YOUR ASSIGNMENT =>
Find the string "pectoral" in the material. Copy every line that has it.

RECORDS FOR THIS EXERCISE =>
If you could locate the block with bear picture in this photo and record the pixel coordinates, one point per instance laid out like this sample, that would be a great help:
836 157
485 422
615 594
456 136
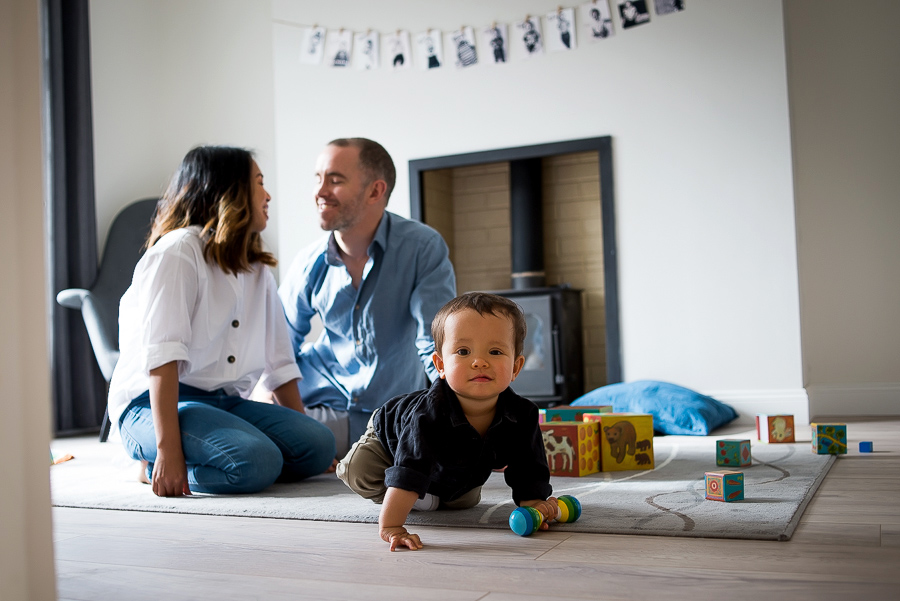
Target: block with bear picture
775 428
572 448
626 440
571 413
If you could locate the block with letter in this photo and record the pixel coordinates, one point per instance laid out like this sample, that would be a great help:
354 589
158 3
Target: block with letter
571 413
626 440
725 486
775 428
829 439
732 452
572 448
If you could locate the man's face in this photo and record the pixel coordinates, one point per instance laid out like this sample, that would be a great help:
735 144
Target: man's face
341 188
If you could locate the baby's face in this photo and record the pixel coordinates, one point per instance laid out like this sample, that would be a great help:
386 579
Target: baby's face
478 357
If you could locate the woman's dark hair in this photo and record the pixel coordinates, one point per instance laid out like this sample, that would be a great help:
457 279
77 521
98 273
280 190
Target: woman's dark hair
212 189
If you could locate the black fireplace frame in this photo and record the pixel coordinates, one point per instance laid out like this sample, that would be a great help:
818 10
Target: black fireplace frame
603 147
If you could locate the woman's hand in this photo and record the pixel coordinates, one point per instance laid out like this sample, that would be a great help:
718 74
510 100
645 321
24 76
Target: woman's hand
397 536
169 478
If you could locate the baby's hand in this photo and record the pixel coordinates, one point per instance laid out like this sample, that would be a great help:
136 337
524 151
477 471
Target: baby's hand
398 537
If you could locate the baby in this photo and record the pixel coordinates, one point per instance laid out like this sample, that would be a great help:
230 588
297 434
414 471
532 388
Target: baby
436 448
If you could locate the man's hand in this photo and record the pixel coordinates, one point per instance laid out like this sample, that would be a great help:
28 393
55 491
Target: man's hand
397 536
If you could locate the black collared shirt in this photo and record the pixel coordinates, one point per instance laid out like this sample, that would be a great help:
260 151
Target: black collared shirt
436 450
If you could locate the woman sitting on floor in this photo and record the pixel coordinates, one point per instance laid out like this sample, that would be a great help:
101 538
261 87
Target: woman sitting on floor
200 324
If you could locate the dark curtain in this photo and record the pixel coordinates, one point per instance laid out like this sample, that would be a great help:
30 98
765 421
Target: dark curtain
79 390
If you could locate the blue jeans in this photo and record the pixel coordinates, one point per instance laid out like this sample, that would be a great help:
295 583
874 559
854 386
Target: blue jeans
232 445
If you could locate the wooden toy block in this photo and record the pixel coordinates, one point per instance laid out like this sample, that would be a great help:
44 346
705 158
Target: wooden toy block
571 413
725 486
626 440
733 452
775 428
829 439
572 448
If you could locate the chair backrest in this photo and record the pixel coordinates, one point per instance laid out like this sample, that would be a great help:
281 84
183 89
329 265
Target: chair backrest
124 247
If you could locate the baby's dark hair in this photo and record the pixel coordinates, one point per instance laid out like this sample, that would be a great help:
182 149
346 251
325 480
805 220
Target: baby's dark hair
483 303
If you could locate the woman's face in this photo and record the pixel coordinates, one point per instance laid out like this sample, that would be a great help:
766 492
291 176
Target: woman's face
259 200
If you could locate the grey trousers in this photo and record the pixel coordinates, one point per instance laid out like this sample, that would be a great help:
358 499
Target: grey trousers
362 470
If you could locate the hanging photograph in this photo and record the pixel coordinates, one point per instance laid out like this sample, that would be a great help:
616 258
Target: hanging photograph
633 13
398 50
365 50
529 34
495 37
464 47
561 30
664 7
429 52
337 48
312 45
596 20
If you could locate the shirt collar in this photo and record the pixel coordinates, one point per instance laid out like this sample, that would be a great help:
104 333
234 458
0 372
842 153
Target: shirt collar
458 417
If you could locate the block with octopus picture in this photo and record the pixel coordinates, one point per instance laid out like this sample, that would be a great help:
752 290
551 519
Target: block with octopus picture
733 452
572 448
626 440
775 428
571 413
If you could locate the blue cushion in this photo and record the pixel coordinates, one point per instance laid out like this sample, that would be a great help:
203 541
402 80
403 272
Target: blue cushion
675 409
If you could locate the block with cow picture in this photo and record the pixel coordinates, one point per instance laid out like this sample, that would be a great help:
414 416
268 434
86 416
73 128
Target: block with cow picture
626 440
573 448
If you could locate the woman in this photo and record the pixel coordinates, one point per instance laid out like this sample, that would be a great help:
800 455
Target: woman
200 324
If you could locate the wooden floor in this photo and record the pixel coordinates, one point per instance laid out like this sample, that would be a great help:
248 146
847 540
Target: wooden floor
846 547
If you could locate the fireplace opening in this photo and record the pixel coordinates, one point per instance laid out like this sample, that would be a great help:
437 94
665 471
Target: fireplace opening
535 224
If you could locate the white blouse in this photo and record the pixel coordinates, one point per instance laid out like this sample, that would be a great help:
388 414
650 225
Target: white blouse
225 331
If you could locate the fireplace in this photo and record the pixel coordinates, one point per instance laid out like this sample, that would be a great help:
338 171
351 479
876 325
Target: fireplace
536 224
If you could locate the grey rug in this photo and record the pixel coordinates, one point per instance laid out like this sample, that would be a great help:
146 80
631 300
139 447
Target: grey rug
667 501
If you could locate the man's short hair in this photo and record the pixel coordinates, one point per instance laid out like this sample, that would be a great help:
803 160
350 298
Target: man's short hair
483 303
374 161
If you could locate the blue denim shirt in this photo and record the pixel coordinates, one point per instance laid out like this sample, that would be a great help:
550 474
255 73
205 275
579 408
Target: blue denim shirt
436 449
376 342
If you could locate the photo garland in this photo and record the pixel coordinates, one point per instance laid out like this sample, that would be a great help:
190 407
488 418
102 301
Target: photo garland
557 31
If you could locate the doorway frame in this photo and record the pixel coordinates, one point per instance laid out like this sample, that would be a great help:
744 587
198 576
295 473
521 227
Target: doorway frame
603 147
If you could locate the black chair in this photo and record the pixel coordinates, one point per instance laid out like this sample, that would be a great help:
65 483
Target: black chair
100 303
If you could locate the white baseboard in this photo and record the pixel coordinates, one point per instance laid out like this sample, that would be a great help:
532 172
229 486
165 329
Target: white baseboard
788 401
854 399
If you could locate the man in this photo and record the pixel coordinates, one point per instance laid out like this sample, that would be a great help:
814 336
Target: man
376 282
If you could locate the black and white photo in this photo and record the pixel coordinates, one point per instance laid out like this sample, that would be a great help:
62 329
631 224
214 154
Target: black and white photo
398 50
365 50
429 49
530 38
596 20
464 47
312 46
495 42
665 7
561 30
633 13
337 47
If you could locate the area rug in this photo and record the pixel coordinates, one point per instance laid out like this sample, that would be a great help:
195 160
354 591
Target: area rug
666 501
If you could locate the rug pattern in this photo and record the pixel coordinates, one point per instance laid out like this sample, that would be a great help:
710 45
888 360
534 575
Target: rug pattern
668 500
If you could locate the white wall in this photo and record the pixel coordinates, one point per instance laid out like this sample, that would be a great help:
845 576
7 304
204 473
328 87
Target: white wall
168 75
697 107
26 552
845 91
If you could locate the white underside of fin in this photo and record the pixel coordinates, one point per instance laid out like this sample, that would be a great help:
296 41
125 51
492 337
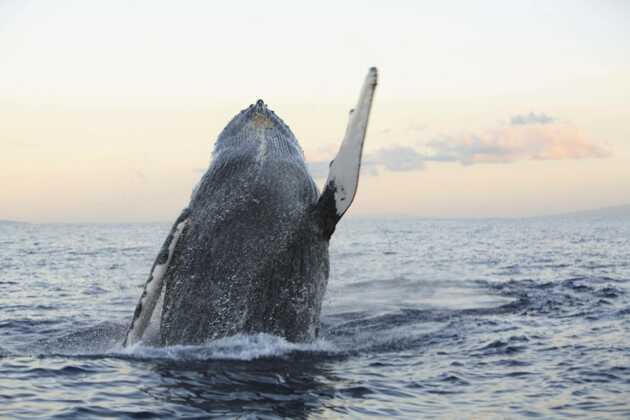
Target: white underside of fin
344 170
152 292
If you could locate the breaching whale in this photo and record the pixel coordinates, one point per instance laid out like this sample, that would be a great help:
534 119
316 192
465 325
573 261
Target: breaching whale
249 254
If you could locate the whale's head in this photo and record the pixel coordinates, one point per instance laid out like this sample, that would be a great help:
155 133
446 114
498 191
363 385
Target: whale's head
257 128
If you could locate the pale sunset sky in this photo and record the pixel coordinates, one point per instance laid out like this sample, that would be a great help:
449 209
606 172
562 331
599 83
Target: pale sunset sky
109 109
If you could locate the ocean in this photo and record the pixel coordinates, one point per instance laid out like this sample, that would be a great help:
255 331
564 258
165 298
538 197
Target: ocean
422 318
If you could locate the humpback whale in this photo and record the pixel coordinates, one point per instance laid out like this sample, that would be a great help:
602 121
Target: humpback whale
249 254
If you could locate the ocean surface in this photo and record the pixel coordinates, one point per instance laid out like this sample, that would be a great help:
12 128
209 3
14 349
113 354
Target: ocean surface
422 319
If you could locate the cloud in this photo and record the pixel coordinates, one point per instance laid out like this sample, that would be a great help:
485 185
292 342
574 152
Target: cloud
531 118
516 143
397 159
512 143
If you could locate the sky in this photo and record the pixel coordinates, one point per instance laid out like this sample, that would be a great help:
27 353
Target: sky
109 109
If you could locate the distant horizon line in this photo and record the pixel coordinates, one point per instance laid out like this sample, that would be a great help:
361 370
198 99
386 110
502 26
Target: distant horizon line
607 211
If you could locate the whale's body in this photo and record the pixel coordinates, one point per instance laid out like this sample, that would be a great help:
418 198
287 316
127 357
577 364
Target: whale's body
250 252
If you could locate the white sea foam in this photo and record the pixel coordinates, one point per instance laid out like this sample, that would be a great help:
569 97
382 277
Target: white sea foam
238 347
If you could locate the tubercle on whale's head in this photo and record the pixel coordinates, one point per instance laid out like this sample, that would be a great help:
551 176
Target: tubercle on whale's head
257 122
256 117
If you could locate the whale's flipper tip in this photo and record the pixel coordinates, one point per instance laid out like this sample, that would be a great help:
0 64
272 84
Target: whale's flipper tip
343 175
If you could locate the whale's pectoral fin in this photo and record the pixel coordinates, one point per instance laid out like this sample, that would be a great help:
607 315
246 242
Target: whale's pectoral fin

WRITTEN ANSWER =>
If you could locate the whale's pectoral fin in this photo and record the pixel coordinates, one point per instance laid out like this sample, that would be a great help:
Target: whale's pectoral fin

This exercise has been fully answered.